■ What is asked
A: Answer these questions using the article about Duquesne basketball recruiting:
(i) Through whom did Keith Dambrot and Todd Washington meet?
(ii) Since what year has Washington been a senior advisor to the Puerto Rican Basketball Federation?
(iii) In what year did the Puerto Rico Playmakers start?
B: For each statement, decide whether it agrees with the article about Duquesne basketball recruiting, and quote the words that settle it:
(i) Washington has known Dambrot for about eight or nine years.
(ii) Washington's father is the majority owner of the Charlotte Hornets.
(iii) Western Pennsylvania is a fertile recruiting territory for basketball.
C: From the article about Duquesne basketball recruiting, write out the passage that begins at the words "In his short" and stops after "a better future.".

Western Pennsylvania is one of the most fertile recruiting territories for football in the country. The same cannot be said for basketball, though. Local universities cannot rely on the WPIAL to provide either consistent top-tier talent or depth for their program. For a school like Duquesne, establishing connections in other territories is vital for the program’s success.
In his short tenure as Duquesne’s head coach, Keith Dambrot has shown that he will recruit areas like the Midwest and Atlantic Coast to secure the talent needed for resurrecting the Dukes’ basketball program. However, he will not restrict his focus to territories within the continental United States. One of his strongest relationships along the recruiting trail is Todd Washington, a highly regarded member of the Puerto Rican and Caribbean basketball communities. The two men met through revered sports psychologist Dr. Joe Carr (whom Pittsburgh Sports Now profiled in April), and have developed a friendship while simultaneously growing the ties between Coach Dambrot and Puerto Rican basketball prospects.
Duquesne basketball on Pittsburgh Sports Now is sponsored by The Summit Academy: setting young men on the path to a better future.
“I’ve known Coach [Dambrot] for, I think, eight or nine years now,” said Washington. “I met him through my godfather, Dr. Joe Carr … Doc has known Coach D since LeBron [James] was in high school, and I had been hearing about this coach in Akron that was just a really good person – that really cared about his players far beyond basketball. I had been hearing stories about him before I really even knew anything about the University of Akron … It’s a friendship of admiration and trust. In the truest definition, we’re friends. I respect him. He respects me. We care for one another. I mean, Coach D and [assistant coach Rick] McFadden are like family.”
Todd Washington – son of the Charlotte Hornets’ minority owner, Robert Washington – is one of the most influential members in Puerto Rican basketball. Since 2010, he has served as a senior advisor to the Puerto Rican Basketball Federation. He has arranged deals for the Puerto Rican national team with major apparel brands like Nike. And perhaps most notably, Washington is the founder of the Puerto Rico Playmakers, a Puerto Rican A.A.U. program. What started in 2007 as a more traditional A.A.U. team, the Puerto Rican Playmakers have become a program that provides its players with far more than on-court training.
“We decided, as a model, when we placed all of the kids in the 2016 and 2017 classes in prep schools around the United States – I was funding the program myself, and Nike was sponsoring us as one of their elite programs – we recognized that it was far more important than playing a couple of A.A.U. tournaments, or running around the United States playing in these event. [We recognized] we would train young kids during the year, and then we would place them in prep schools and focus on the education component.

Object position labeling entries
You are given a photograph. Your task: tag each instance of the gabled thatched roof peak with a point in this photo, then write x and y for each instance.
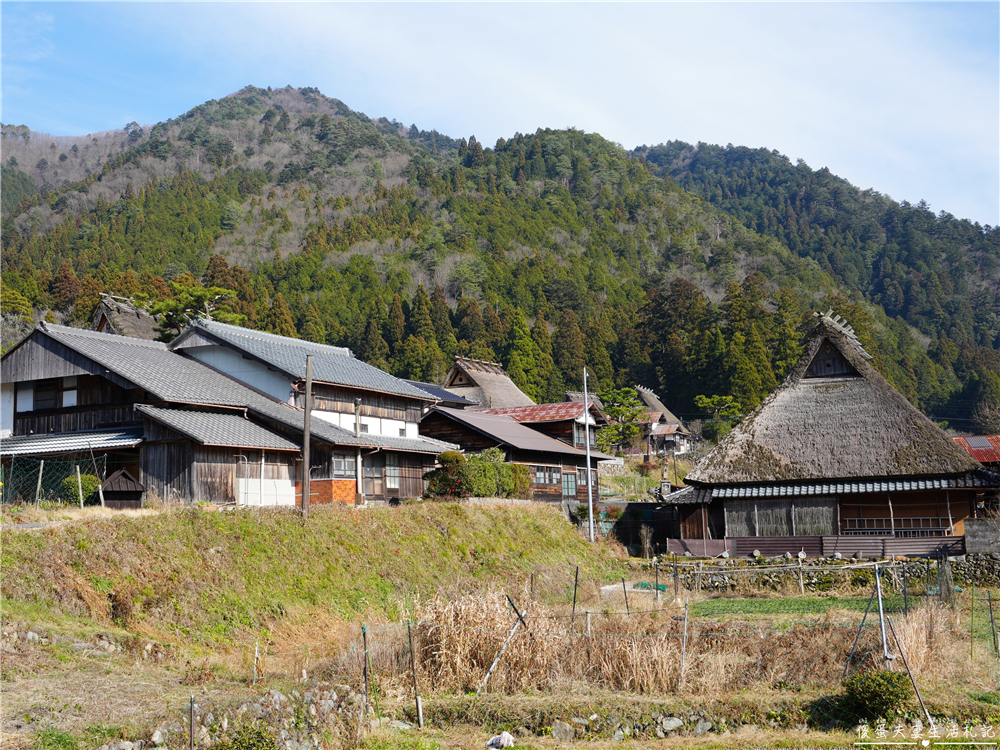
(848, 425)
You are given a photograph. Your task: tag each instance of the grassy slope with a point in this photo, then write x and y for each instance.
(214, 577)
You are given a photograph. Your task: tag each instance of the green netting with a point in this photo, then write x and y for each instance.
(33, 480)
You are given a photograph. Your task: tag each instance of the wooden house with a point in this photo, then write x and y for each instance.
(664, 433)
(486, 383)
(558, 470)
(206, 420)
(834, 460)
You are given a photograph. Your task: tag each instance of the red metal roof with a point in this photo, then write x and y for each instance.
(984, 448)
(540, 412)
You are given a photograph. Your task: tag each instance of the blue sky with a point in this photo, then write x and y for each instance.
(900, 97)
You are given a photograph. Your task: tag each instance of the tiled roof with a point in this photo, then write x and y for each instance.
(70, 442)
(218, 429)
(506, 430)
(984, 448)
(331, 364)
(171, 377)
(541, 412)
(440, 394)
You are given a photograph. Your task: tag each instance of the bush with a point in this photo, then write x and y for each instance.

■ Outputs
A:
(i) Dr. Joe Carr, a sports psychologist
(ii) 2010
(iii) 2007

B:
(i) Yes: "I’ve known Coach [Dambrot] for, I think, eight or nine years now"
(ii) No: "son of the Charlotte Hornets’ minority owner, Robert Washington"
(iii) No: "The same cannot be said for basketball, though."

C:
In his short tenure as Duquesne’s head coach, Keith Dambrot has shown that he will recruit areas like the Midwest and Atlantic Coast to secure the talent needed for resurrecting the Dukes’ basketball program. However, he will not restrict his focus to territories within the continental United States. One of his strongest relationships along the recruiting trail is Todd Washington, a highly regarded member of the Puerto Rican and Caribbean basketball communities. The two men met through revered sports psychologist Dr. Joe Carr (whom Pittsburgh Sports Now profiled in April), and have developed a friendship while simultaneously growing the ties between Coach Dambrot and Puerto Rican basketball prospects.
Duquesne basketball on Pittsburgh Sports Now is sponsored by The Summit Academy: setting young men on the path to a better future.